* START Page *
Mr. Haley, the Chief Executive Officer, makes base salary recommendations to the Committee for all of the NEOs, excluding himself. In determining adjustments to base salaries, the Committee considers Company performance, prevailing economic conditions, base salaries of recent additions to management, performance assessments, changes in duties and responsibilities, comparable salary practices of companies within our peer group, the recommendation of Mr. Haley (in the case of the other NEOs) and any other factors the Committee deems relevant.
 
As reported in our 2008 Proxy Statement, the Committee recommended, and the Board approved, an increase in base salaries (effective February 1, 2008) for Messrs. Haley, Engel and Van Oss to an annualized rate of $865,000, $535,000, and $535,000. No additional changes have been made to their base salaries to date. During 2008, no changes were made to the base salaries for Messrs. Van and Bergdoll, who were paid at an annual rate of $237,500 and $250,000, respectively. The Committee and Board believe these levels appropriately recognize the responsibilities and performance of our NEOs.
 
 
Annual Incentive Plans. Our practice is to award cash bonuses for achievement of our strategic, financial, operational, and human resources development objectives. Short-term incentives are designed to provide compensation that approximates the 50th percentile of our peer group for achieving planned performance objectives and acknowledges exceptional performance with awards that are above the 50th percentile.
* END Page *
* START Rows *
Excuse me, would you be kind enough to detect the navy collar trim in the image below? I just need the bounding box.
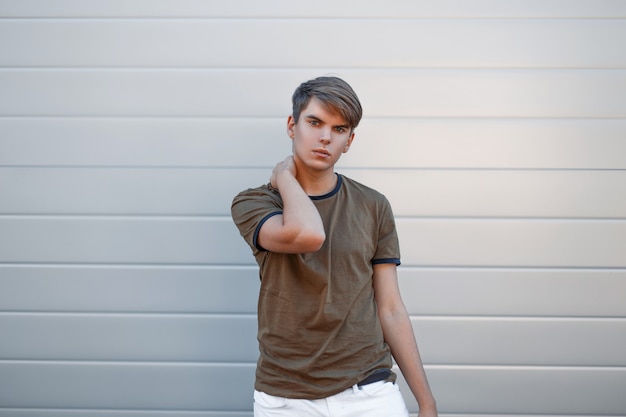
[309,173,343,201]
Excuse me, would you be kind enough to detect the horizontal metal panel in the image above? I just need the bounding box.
[400,367,626,416]
[398,267,626,317]
[0,362,626,416]
[0,167,626,218]
[0,361,255,412]
[0,313,259,363]
[0,16,626,68]
[0,115,626,169]
[0,313,626,366]
[0,216,626,268]
[0,408,251,417]
[0,68,626,118]
[0,265,260,314]
[0,217,249,265]
[0,265,626,317]
[397,219,626,268]
[413,317,626,367]
[0,0,626,18]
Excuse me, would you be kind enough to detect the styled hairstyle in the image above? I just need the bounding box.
[291,76,363,129]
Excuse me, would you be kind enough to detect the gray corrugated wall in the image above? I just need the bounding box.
[0,0,626,417]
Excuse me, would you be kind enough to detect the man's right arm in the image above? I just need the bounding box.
[258,156,326,253]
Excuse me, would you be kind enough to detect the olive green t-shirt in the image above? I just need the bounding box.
[232,175,400,399]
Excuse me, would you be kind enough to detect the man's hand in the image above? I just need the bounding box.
[270,155,297,189]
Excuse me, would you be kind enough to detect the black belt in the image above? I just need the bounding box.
[357,369,393,387]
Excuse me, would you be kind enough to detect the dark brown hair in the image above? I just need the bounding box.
[291,76,363,129]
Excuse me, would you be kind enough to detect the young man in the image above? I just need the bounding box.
[232,77,437,417]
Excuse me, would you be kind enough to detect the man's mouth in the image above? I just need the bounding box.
[313,148,330,157]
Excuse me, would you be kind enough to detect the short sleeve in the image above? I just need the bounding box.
[231,185,283,250]
[372,197,400,265]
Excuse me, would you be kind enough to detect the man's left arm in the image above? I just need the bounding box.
[373,263,437,417]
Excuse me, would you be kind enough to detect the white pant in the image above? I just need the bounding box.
[254,381,409,417]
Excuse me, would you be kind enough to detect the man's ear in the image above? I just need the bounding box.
[287,115,296,139]
[343,130,354,153]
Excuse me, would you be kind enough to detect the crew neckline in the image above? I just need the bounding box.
[309,172,343,200]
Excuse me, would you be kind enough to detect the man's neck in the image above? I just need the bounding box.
[296,171,337,197]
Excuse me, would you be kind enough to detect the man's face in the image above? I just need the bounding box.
[287,97,354,171]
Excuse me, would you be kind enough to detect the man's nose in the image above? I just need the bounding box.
[320,127,331,143]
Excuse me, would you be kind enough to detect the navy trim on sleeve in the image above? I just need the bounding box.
[252,211,283,252]
[372,258,400,265]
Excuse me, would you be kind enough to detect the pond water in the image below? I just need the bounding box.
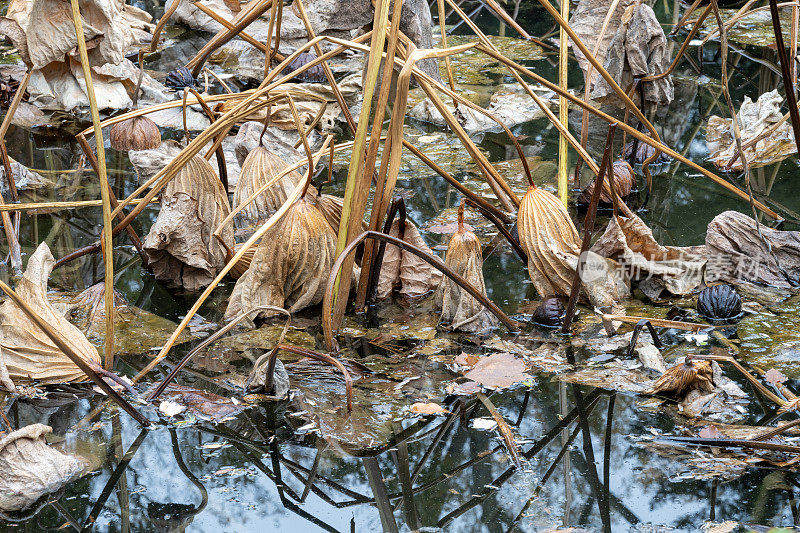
[0,2,800,532]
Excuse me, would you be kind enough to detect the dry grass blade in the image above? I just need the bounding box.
[70,0,114,370]
[333,0,392,325]
[133,139,332,382]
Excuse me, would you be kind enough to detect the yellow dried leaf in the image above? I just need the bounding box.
[144,156,233,291]
[233,145,315,228]
[225,198,336,320]
[0,243,100,388]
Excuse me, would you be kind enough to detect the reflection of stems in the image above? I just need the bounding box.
[84,428,149,530]
[361,457,398,533]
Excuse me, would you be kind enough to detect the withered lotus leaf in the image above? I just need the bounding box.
[651,359,714,396]
[225,198,336,320]
[378,219,442,300]
[436,207,497,333]
[233,145,315,228]
[108,116,161,152]
[0,243,100,389]
[517,186,628,307]
[144,156,233,292]
[0,424,83,513]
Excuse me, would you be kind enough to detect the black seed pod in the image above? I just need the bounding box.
[283,52,327,83]
[165,67,195,90]
[697,285,742,320]
[533,298,565,328]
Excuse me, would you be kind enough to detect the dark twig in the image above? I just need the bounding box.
[561,122,617,333]
[764,0,800,161]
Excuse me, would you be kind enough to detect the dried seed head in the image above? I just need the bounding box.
[650,358,714,397]
[144,155,233,291]
[109,116,161,152]
[577,159,636,204]
[533,298,566,328]
[436,200,497,333]
[225,198,336,320]
[517,187,580,295]
[697,285,742,320]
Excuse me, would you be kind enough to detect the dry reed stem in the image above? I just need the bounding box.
[333,0,394,325]
[356,0,406,309]
[70,0,114,370]
[478,45,780,219]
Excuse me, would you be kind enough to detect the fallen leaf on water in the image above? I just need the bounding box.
[464,353,528,389]
[158,400,186,416]
[472,418,497,431]
[699,426,725,439]
[764,368,789,385]
[411,402,450,415]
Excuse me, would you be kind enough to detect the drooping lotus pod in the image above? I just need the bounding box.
[578,159,636,204]
[517,185,628,307]
[436,201,497,333]
[377,219,442,300]
[108,116,161,152]
[517,186,581,296]
[144,156,233,292]
[233,145,316,228]
[225,193,336,320]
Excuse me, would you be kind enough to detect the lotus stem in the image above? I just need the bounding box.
[147,305,292,401]
[561,123,617,333]
[70,0,114,370]
[277,344,353,413]
[772,0,800,161]
[322,231,519,350]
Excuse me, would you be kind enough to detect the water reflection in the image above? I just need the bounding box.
[3,372,800,531]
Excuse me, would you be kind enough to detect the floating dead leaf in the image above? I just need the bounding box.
[447,381,481,396]
[706,89,797,168]
[0,243,100,390]
[436,207,498,333]
[0,424,84,513]
[698,426,725,439]
[464,353,529,389]
[378,219,442,299]
[225,198,336,322]
[764,368,789,385]
[592,3,675,107]
[159,385,244,421]
[651,359,714,396]
[410,402,450,415]
[591,210,706,299]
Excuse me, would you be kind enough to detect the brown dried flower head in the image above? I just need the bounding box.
[109,116,161,152]
[436,200,497,333]
[651,358,714,397]
[225,197,336,320]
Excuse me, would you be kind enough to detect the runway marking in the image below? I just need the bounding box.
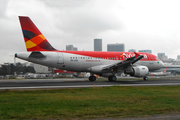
[0,83,180,90]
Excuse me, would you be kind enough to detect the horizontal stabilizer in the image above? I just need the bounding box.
[29,52,46,58]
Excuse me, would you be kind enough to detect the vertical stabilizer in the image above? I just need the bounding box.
[19,16,56,51]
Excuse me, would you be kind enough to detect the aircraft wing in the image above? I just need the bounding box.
[102,53,144,71]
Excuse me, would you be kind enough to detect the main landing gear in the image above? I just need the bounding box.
[108,76,117,82]
[143,76,148,81]
[89,76,96,81]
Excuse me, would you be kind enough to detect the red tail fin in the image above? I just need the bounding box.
[163,67,167,73]
[19,16,56,51]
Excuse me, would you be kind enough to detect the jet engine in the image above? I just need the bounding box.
[124,66,149,77]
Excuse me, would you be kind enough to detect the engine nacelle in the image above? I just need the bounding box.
[124,66,149,77]
[87,65,106,73]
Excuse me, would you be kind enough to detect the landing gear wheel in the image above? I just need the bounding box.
[89,76,96,81]
[143,76,148,81]
[108,76,117,82]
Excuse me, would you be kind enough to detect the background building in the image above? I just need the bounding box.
[107,44,125,52]
[138,50,152,53]
[94,39,102,51]
[66,45,78,51]
[177,55,180,60]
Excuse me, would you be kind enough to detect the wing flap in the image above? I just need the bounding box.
[102,53,144,71]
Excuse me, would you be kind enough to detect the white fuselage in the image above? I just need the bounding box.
[16,52,163,72]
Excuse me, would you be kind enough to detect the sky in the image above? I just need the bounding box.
[0,0,180,64]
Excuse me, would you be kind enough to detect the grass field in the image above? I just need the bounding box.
[0,86,180,119]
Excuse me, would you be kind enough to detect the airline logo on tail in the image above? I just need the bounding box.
[19,16,56,51]
[163,67,167,73]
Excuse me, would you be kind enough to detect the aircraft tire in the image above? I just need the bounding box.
[143,76,148,81]
[89,76,96,81]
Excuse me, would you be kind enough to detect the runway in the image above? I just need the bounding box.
[0,77,180,90]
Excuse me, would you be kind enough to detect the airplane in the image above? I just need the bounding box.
[150,67,167,76]
[15,16,164,81]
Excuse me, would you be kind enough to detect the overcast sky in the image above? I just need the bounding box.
[0,0,180,64]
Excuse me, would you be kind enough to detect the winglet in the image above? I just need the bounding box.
[19,16,56,51]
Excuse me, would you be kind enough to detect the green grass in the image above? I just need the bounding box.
[0,86,180,119]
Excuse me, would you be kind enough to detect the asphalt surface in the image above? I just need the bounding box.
[0,77,180,90]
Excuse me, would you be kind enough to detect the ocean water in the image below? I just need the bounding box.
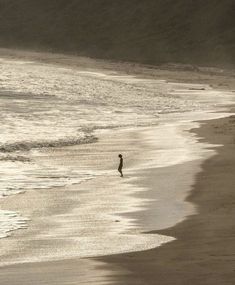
[0,56,233,260]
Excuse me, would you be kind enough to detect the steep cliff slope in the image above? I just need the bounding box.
[0,0,235,66]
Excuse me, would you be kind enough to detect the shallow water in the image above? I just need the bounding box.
[0,56,233,260]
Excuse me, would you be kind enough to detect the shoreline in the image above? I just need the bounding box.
[97,116,235,285]
[0,116,235,285]
[0,48,235,285]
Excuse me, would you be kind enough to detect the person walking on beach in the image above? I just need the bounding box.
[118,154,123,177]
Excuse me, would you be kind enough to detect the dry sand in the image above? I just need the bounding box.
[0,50,235,285]
[102,116,235,285]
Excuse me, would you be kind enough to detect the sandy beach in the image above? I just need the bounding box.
[0,51,235,285]
[100,116,235,285]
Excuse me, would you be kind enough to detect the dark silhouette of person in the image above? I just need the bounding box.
[118,154,123,177]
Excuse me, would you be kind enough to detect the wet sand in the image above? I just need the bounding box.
[102,116,235,285]
[0,116,235,285]
[0,47,235,285]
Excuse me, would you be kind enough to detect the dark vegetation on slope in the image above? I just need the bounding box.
[0,0,235,66]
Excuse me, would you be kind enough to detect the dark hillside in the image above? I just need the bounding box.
[0,0,235,66]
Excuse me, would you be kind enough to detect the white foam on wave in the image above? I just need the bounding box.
[0,55,234,263]
[0,210,28,238]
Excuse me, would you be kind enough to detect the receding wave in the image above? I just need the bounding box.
[0,155,30,162]
[0,134,97,153]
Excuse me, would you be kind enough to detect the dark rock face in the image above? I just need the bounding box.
[0,0,235,66]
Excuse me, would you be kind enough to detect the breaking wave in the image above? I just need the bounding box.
[0,134,97,153]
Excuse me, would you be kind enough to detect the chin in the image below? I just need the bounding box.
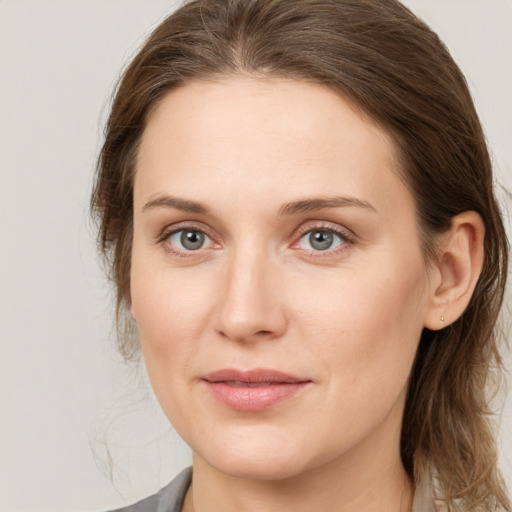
[194,433,328,480]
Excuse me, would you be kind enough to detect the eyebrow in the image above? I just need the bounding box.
[279,196,377,215]
[142,195,211,215]
[142,195,377,215]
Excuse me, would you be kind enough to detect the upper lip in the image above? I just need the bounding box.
[203,368,310,384]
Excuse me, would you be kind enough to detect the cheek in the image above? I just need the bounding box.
[131,254,216,370]
[292,259,426,395]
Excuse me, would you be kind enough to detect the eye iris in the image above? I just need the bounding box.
[180,231,204,251]
[309,231,334,251]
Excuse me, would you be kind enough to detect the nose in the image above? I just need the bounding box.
[216,246,287,342]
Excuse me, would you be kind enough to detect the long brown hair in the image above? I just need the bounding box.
[91,0,511,511]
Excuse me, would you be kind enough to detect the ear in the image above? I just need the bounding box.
[425,211,485,330]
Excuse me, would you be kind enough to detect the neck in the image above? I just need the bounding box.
[183,420,413,512]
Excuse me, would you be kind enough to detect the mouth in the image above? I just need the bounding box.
[201,368,312,412]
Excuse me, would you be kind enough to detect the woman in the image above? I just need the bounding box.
[92,0,511,512]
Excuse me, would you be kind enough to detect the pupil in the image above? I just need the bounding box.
[309,231,333,251]
[181,231,204,251]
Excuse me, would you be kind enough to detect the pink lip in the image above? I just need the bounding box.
[202,368,311,412]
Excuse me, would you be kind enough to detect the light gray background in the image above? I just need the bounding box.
[0,0,512,512]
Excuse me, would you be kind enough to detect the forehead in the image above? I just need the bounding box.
[135,77,408,216]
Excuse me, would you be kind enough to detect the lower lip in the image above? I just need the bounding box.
[205,381,310,412]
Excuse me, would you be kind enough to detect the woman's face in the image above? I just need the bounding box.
[131,77,431,479]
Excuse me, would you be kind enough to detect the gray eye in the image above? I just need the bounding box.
[309,230,334,251]
[169,229,210,251]
[298,229,346,251]
[180,230,204,251]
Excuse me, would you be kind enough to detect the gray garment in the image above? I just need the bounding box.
[111,468,192,512]
[107,468,440,512]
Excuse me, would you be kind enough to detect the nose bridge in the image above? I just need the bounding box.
[217,237,286,341]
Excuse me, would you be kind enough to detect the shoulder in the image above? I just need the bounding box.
[107,468,192,512]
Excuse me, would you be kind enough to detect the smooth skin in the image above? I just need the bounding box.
[131,77,484,512]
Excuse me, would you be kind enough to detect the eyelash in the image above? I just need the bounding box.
[291,221,356,258]
[157,221,356,258]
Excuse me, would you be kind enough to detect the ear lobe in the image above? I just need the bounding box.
[425,211,485,330]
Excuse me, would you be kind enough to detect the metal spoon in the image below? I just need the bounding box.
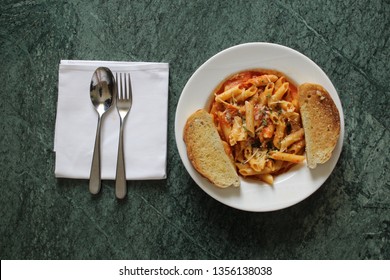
[89,67,115,194]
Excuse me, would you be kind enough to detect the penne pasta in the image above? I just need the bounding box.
[210,70,305,185]
[245,101,255,137]
[268,151,305,163]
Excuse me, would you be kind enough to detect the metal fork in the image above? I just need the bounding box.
[115,73,133,199]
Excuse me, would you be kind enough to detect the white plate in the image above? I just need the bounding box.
[175,43,344,212]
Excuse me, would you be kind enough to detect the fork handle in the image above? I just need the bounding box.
[115,120,127,199]
[89,116,101,194]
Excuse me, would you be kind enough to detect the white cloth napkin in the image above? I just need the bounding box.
[54,60,169,180]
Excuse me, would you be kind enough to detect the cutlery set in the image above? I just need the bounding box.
[89,67,132,199]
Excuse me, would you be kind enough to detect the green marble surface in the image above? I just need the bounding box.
[0,0,390,259]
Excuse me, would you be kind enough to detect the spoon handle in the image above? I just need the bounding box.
[115,120,127,199]
[89,116,101,194]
* END Rows *
Exercise set —
1/ In the executive compensation text, what annualized base salary rate did Mr. Haley receive after the increase effective February 1, 2008?
2/ Write what follows the last sentence of the executive compensation text.
The listing was taken from a source other than the executive compensation text.

Answer set —
1/ $865,000

2/
 
The annual cash incentive opportunities for our NEOs in 2008, which range from zero to two times their incentive target, are shown below:
 
                 
NEO   Target     Maximum  
 
 
Haley
  $ 865,000     $ 1,730,000  
Engel
  $ 267,500     $ 535,000  
Van Oss
  $ 267,500     $ 535,000  
Van
  $ 118,750     $ 237,500  
Bergdoll
  $ 125,000     $ 250,000  
 
Annually, the Board reviews and approves the Company’s performance criteria and financial and operational targets for the upcoming year. Our incentive bonus plans for NEOs are based on absolute performance and/or on improvements over the prior year for sales performance, profitability margins, free cash flow, ROIA, ROIC, and for the successful achievement of leadership expectations and individual performance objectives.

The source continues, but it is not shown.